## What to produce
Each line below should be written out again exactly.

### Recorded information

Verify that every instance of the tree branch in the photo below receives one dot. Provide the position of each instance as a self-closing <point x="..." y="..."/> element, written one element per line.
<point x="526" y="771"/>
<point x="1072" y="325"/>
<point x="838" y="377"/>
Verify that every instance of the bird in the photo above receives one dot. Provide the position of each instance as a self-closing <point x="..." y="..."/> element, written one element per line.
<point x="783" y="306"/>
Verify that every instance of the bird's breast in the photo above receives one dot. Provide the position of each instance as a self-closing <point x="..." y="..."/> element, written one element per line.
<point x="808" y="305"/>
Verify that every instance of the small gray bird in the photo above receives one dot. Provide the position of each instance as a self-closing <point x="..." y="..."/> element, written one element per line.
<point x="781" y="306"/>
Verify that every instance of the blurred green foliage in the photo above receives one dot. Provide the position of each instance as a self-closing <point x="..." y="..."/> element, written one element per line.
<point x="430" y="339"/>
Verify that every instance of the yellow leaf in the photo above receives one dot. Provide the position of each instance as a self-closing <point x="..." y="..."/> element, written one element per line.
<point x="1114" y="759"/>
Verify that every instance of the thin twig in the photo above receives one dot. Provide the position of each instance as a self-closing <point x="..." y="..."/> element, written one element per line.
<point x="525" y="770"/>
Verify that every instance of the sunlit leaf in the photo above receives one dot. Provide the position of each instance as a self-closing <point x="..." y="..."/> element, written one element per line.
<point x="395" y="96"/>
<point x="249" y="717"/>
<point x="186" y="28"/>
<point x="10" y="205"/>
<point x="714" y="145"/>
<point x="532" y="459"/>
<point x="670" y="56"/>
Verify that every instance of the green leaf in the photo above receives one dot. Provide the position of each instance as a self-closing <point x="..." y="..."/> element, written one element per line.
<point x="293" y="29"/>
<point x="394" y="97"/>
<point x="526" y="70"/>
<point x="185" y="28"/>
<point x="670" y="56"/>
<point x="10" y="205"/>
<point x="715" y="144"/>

######

## Reply to the task
Verify that every instance of the tree branch in the photo below receives one dot. Provide the position of each instance as a self-closing <point x="..." y="..."/> element, written one element per line.
<point x="526" y="771"/>
<point x="1072" y="325"/>
<point x="838" y="377"/>
Verify that every instance of the bird in the photo above receives one dot. Provide the position of each instance as a self-closing <point x="..." y="..."/> element, written one element per line.
<point x="783" y="306"/>
Verify that every instance of the bird's breast in the photo above receives one dot. Provide the position of each instance as a self-closing <point x="..." y="..."/> element, written one element per line.
<point x="808" y="305"/>
Verify that every instance of the small gray bird in the photo above receives one dot. Provide the position of each instance as a self-closing <point x="..." y="..."/> element, written one element per line.
<point x="781" y="306"/>
Verify that every instance of the blurred green foliage in the photo above receives one dot. Provide the position of each instance as a self-closing <point x="..." y="..."/> element, written one element per line.
<point x="430" y="339"/>
Verify that every instance of the yellow leaf in the photo above receives one dot. Provide the position of each instance as a self-closing <point x="..." y="..."/> element, written one element per line.
<point x="1114" y="759"/>
Verify that every instance of the thin twig in the photo above receives one dot. Provide the position of each instance as a self-closing <point x="..." y="..."/> element, written one element per line.
<point x="525" y="770"/>
Verify that every instance of the sunlit leaf in the photo above receives one dot. Provide the position of each instance as a self-closing <point x="..." y="..."/> element, written one element per line.
<point x="395" y="96"/>
<point x="249" y="717"/>
<point x="186" y="28"/>
<point x="10" y="205"/>
<point x="714" y="145"/>
<point x="532" y="459"/>
<point x="670" y="56"/>
Verify that every instance of the green leaf in the photo above receives one dot. Provide the position of each instance as a self-closing <point x="..." y="..."/> element, written one element per line.
<point x="293" y="29"/>
<point x="394" y="97"/>
<point x="526" y="70"/>
<point x="185" y="28"/>
<point x="670" y="56"/>
<point x="10" y="205"/>
<point x="715" y="144"/>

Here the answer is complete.